# The problem:
Print every line of the records below verbatim, keeping their order.
===== Dataset rows =====
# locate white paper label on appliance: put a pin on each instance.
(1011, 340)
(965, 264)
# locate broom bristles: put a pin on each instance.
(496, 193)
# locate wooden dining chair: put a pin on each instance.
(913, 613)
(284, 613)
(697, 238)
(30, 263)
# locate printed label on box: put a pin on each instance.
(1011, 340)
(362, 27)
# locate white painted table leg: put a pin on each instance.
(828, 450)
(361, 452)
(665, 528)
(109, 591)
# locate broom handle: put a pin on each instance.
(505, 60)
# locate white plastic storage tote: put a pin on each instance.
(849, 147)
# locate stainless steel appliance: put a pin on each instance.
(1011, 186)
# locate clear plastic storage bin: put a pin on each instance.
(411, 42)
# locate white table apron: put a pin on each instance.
=====
# Solved problem:
# locate white paper label on appliance: put a pin on each instance.
(1011, 340)
(965, 264)
# locate broom bristles: put a pin on each instance.
(496, 193)
# locate wooden dining chair: put a pin on each instance.
(913, 613)
(284, 613)
(697, 238)
(30, 263)
# locate printed label on box: put a pin on each instance.
(1011, 340)
(362, 27)
# locate white painted table leg: put a pin on each instance.
(828, 450)
(361, 452)
(665, 528)
(109, 591)
# locate broom handle: put a pin on each instance.
(505, 60)
# locate white plastic storage tote: put a pin on each instance.
(849, 147)
# locate stainless steel appliance: put a pin on each instance.
(1011, 186)
# locate clear plastic storage bin: put a pin on each instance.
(411, 42)
# locate white table apron: put a pin on each instance.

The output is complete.